▸ WORK ORDER
Pick out every line of the material that contains the string "positive" and copy each one in full, treating uppercase and lowercase letters as different.

▸ SOURCE MATERIAL

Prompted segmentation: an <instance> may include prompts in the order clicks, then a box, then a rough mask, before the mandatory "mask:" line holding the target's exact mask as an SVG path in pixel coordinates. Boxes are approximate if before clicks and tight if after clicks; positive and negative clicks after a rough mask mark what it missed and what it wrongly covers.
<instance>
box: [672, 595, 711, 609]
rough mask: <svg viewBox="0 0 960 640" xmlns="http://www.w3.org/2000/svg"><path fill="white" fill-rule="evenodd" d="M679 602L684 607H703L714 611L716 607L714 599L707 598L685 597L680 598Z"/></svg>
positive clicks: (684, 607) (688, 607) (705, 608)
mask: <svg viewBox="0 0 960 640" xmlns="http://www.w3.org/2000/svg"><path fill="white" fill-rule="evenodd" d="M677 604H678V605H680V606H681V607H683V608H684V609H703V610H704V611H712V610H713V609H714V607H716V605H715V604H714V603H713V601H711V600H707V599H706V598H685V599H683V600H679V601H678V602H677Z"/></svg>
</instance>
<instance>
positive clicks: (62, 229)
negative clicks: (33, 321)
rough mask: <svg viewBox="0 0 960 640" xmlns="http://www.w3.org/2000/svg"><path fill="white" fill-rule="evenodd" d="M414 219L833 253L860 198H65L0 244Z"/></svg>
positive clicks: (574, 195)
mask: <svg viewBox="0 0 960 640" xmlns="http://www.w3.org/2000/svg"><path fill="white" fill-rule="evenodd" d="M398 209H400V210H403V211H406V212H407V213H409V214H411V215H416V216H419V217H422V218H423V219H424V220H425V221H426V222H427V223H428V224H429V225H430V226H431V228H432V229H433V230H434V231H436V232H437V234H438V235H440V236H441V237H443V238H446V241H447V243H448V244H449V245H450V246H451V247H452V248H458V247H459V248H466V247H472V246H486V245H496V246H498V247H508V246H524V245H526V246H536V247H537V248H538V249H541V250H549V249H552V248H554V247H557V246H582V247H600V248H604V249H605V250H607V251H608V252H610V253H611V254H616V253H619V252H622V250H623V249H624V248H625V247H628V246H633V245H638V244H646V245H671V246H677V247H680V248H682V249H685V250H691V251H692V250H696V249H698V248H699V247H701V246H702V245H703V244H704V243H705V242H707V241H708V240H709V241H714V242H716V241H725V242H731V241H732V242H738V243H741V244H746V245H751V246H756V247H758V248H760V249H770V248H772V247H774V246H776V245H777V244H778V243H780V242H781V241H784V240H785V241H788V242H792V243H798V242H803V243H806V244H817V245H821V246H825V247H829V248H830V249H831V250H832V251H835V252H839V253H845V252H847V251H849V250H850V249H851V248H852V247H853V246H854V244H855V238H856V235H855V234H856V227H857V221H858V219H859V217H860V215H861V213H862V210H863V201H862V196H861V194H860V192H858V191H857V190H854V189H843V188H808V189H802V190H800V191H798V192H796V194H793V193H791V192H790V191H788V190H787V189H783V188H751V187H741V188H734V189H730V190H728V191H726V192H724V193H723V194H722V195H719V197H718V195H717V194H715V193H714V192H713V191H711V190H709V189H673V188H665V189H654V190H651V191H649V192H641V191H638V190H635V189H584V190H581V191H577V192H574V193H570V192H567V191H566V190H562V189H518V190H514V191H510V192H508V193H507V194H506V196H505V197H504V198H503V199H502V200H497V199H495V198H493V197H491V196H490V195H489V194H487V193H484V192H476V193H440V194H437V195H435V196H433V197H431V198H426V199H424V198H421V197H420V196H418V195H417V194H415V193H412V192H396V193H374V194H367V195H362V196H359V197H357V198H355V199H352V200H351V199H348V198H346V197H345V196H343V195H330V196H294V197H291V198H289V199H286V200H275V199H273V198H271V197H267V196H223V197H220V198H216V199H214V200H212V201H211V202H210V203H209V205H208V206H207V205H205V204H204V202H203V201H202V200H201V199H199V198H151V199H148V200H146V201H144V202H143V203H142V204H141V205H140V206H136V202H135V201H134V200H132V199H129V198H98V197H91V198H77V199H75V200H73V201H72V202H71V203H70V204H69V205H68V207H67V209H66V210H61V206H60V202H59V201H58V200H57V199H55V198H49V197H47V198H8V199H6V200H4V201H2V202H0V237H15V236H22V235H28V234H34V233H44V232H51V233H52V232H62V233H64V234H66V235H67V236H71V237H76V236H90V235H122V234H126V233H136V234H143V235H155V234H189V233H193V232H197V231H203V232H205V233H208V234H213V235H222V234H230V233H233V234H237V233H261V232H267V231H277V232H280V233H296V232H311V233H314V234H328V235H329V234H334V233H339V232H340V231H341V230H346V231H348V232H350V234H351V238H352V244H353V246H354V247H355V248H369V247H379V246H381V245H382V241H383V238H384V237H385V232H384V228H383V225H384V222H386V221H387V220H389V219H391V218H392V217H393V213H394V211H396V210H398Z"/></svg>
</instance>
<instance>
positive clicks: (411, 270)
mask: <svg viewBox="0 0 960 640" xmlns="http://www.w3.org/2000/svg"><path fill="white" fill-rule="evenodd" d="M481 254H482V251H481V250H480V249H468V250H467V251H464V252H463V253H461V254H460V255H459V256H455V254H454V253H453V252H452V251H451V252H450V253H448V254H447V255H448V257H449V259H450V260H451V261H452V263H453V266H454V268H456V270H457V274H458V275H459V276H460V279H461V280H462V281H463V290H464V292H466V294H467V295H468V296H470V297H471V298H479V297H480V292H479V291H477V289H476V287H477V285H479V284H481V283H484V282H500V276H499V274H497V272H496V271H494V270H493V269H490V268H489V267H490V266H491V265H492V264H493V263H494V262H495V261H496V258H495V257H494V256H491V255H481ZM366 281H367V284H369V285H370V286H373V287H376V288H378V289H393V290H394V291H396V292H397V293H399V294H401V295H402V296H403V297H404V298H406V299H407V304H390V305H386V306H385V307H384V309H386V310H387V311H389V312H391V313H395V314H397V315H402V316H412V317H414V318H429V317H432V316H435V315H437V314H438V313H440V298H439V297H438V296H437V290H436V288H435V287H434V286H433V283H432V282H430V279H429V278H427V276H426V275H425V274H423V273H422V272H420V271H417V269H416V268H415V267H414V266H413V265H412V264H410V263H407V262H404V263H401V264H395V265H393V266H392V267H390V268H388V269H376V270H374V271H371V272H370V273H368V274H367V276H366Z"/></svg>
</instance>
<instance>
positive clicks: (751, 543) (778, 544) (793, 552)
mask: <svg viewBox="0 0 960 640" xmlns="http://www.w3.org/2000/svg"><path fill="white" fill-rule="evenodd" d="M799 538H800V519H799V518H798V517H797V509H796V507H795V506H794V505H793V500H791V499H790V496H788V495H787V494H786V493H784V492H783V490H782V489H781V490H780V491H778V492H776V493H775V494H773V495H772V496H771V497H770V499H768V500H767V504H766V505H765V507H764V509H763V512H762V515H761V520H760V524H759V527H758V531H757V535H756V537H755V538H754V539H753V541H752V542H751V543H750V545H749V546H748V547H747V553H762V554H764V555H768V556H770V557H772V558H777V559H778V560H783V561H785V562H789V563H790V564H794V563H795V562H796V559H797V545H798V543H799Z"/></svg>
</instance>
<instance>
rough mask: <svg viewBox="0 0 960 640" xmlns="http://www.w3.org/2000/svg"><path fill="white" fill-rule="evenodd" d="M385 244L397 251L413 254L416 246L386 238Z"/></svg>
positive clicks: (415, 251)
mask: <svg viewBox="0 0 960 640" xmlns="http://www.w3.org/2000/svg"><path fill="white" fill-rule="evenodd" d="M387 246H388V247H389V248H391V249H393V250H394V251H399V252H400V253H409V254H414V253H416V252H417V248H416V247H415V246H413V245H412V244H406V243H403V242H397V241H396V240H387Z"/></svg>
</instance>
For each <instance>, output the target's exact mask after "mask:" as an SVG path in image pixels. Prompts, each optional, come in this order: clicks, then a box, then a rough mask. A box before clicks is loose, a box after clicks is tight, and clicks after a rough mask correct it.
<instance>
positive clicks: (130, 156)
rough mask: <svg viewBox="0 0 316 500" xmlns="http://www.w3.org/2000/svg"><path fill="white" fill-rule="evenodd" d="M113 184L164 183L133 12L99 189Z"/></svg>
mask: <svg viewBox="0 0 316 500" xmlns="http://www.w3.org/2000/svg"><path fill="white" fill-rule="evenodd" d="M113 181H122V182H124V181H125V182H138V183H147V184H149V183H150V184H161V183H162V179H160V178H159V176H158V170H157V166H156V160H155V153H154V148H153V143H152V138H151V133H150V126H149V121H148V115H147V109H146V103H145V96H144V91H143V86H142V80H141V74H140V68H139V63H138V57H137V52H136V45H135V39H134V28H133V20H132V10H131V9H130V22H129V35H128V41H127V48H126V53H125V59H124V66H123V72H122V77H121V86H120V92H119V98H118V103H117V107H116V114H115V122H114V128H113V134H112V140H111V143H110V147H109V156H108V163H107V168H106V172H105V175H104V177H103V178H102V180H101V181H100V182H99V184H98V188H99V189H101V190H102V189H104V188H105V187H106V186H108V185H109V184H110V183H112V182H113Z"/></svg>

▸ SOLUTION TO THE EXERCISE
Prompted segmentation: an <instance> may include prompts in the order clicks, then a box, then a rough mask, before the mandatory "mask:" line holding the target's exact mask as an SVG path in pixel coordinates. Boxes are approximate if before clicks and tight if after clicks; positive and negative clicks after a rough mask mark what it missed and what it wrongly covers.
positive clicks: (684, 607) (688, 607) (705, 608)
positive clicks: (62, 229)
positive clicks: (574, 195)
positive clicks: (411, 270)
positive clicks: (751, 543) (778, 544) (793, 552)
positive clicks: (415, 251)
positive clicks: (130, 156)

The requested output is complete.